» Task prompt
Look at each line of the records and count those with "slope" in them. Please answer with the count alone.

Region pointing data

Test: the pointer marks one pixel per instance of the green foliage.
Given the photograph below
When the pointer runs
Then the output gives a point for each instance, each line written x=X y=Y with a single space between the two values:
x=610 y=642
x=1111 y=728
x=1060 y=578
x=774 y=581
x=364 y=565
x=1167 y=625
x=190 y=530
---
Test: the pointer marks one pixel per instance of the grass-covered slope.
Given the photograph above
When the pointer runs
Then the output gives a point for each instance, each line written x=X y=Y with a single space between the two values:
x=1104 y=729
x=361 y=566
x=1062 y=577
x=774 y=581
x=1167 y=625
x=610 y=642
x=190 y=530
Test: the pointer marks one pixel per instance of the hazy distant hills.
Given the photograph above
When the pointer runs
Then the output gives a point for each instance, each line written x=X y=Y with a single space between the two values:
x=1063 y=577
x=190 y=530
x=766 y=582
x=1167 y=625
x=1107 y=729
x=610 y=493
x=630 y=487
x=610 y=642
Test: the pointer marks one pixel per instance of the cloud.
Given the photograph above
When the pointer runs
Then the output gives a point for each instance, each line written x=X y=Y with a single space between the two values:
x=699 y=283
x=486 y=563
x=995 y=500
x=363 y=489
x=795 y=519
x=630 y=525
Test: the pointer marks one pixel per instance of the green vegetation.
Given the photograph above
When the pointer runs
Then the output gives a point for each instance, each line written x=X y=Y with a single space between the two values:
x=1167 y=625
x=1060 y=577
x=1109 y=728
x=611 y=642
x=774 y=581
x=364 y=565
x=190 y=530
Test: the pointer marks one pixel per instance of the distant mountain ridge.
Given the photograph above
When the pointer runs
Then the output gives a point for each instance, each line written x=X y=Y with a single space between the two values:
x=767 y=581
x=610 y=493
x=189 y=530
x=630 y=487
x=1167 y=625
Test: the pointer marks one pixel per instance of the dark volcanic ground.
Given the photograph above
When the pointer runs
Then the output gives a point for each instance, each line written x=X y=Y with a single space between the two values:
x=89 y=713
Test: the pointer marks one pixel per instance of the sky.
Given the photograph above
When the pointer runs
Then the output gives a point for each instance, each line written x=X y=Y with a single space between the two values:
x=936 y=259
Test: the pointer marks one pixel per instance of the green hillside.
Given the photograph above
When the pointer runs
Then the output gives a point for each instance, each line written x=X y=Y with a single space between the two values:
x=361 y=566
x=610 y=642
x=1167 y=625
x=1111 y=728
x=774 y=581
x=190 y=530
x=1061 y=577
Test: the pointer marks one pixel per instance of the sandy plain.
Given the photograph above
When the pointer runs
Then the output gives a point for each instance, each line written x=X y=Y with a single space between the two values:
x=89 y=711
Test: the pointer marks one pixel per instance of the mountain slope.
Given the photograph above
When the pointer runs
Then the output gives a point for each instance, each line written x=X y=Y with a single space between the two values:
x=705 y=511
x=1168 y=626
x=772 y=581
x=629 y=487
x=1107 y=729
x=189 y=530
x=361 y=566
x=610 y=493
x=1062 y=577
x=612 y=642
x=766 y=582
==
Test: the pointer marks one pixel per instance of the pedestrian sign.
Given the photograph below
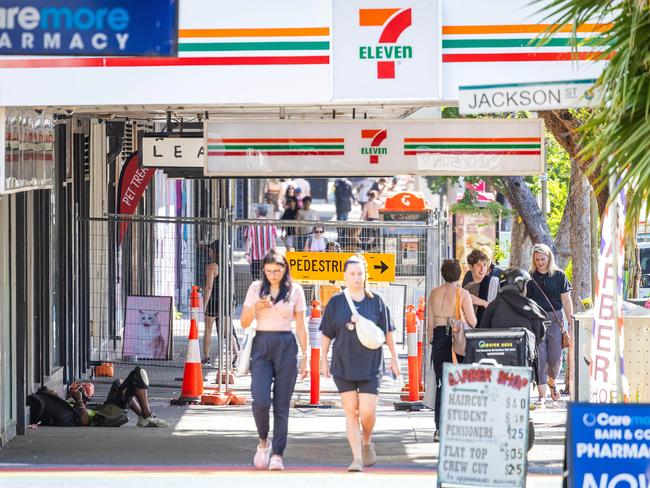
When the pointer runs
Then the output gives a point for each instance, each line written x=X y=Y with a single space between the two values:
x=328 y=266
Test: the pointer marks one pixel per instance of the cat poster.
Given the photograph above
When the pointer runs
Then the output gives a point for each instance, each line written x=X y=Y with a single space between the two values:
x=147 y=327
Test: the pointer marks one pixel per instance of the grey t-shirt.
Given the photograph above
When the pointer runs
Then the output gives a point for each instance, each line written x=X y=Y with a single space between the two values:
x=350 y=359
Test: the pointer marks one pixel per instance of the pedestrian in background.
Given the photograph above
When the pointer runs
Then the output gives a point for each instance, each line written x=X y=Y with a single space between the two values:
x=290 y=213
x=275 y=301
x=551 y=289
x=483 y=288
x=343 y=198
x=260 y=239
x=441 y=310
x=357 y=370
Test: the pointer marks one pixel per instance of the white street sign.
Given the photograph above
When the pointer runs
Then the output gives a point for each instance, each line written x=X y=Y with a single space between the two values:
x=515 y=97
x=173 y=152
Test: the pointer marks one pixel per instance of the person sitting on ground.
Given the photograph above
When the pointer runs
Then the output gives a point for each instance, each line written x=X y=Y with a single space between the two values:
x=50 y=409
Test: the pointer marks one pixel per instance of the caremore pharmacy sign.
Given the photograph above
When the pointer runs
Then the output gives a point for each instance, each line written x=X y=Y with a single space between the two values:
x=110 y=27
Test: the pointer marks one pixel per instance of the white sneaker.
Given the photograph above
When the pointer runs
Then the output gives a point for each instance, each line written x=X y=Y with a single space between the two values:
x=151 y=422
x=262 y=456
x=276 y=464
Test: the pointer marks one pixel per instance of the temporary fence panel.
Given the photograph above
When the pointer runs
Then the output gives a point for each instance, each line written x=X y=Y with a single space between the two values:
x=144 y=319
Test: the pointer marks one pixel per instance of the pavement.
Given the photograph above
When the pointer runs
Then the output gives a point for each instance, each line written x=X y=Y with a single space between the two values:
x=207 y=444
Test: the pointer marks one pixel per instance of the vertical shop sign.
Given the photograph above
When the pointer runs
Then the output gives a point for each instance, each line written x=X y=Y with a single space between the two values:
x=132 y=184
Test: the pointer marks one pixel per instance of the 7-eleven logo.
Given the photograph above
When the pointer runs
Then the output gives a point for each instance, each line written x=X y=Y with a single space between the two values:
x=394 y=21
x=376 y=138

» Answer box
2